------ Selected extract ------

The FBI has agreed to investigate the death of 17-year-old Blandenboro, NC teen Lennon Lacy, who was found hanging from a trailer park swing set Aug. 29 by a dog leash. Local officials ruled his death a suicide, but skepticism cast by the teen's mother, the NAACP, and the county coroner has compelled a federal probe.
Lacy, a lineman for the West Bladen High School football team, left his home the evening of Aug. 28 for a run. His doctor had recommended he exercise in the evenings, when it was cooler and less humid, for his asthma. He was found around 7:30 a.m. the next morning.
"When I saw him, I just knew automatically he didn't do that to himself," Lennon's mother, Claudia Lacy, told the Associated Press. "If he was going to harm himself, his demeanor would have changed. His whole routine, everything, his attitude, everything would have changed." From the AP:
In the 911 call, the dispatcher advises the caller to try to get the person down in case he was still alive. When investigators arrived at the trailer park that the NAACP has described as predominantly white, the body was on the ground. Investigators told NAACP attorneys that one shoe was on the body and one was on the ground, said Al McSurely, a lawyer working for the NAACP.
The shoes were 1.5 sizes too small for Lacy and did not belong to him, his family said.
The family also questioned whether authorities took photos at the scene, and if they did, whether those photos were provided to the state medical examiner.
David said Friday that many photos were taken, but the NAACP attorneys said they were not aware of any.
Since August, the contributing factors that led to a quick conclusion by local investigators that Lennon killed himself have been questioned: Bladen County Coroner Hubert Kinlaw told the Associated Press he signed off on Lennon's death certificate ruling the teen's death a suicide "because that's how the form came back from the medical examiner." Kinlaw, who was also at the scene, says he is now unsure how Lennon died.
"How did it happen? How did he wind up there?" he told the AP. "These are all questions that are out there."

------ Data shown ------

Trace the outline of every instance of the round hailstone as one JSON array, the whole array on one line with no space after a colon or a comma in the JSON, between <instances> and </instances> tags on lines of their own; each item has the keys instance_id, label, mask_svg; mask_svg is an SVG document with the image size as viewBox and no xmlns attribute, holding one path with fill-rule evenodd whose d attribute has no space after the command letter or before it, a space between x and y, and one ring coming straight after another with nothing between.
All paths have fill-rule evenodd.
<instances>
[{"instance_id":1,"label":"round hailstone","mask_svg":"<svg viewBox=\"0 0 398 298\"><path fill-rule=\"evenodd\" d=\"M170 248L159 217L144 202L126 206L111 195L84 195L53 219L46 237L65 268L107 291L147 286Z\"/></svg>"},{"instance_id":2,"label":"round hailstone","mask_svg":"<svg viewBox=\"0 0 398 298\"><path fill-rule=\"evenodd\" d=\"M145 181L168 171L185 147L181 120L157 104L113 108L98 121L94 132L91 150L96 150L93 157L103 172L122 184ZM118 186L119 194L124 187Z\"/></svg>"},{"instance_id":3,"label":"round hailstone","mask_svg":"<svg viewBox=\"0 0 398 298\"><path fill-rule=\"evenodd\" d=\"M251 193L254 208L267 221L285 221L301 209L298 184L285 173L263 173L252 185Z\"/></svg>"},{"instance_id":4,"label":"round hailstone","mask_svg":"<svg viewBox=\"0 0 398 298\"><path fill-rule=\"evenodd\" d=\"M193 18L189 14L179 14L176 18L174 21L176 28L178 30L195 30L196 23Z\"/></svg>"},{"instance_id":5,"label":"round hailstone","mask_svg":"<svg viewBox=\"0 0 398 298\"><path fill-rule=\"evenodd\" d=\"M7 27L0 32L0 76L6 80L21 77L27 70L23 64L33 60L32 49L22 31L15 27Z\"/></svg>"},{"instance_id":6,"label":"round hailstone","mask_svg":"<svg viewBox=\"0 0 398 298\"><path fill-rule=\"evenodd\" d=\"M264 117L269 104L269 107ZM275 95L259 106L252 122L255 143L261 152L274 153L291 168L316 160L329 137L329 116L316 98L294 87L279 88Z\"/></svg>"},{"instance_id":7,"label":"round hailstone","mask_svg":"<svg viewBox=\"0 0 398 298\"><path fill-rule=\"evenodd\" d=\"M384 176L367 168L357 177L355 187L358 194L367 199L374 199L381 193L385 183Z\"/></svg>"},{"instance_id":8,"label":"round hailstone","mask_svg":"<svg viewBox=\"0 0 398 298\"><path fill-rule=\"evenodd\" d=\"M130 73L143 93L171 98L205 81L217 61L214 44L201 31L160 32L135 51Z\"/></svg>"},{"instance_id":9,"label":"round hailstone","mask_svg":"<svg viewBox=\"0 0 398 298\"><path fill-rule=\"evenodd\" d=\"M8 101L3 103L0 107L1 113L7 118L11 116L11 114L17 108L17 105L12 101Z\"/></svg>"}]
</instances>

------

▸ Work instruction:
Rewrite the part of the report on Lennon Lacy's death that begins at the words "The FBI has" and stops after "the next morning.", replacing "lineman" with "linebacker".

▸ Response to the exercise:
The FBI has agreed to investigate the death of 17-year-old Blandenboro, NC teen Lennon Lacy, who was found hanging from a trailer park swing set Aug. 29 by a dog leash. Local officials ruled his death a suicide, but skepticism cast by the teen's mother, the NAACP, and the county coroner has compelled a federal probe.
Lacy, a linebacker for the West Bladen High School football team, left his home the evening of Aug. 28 for a run. His doctor had recommended he exercise in the evenings, when it was cooler and less humid, for his asthma. He was found around 7:30 a.m. the next morning.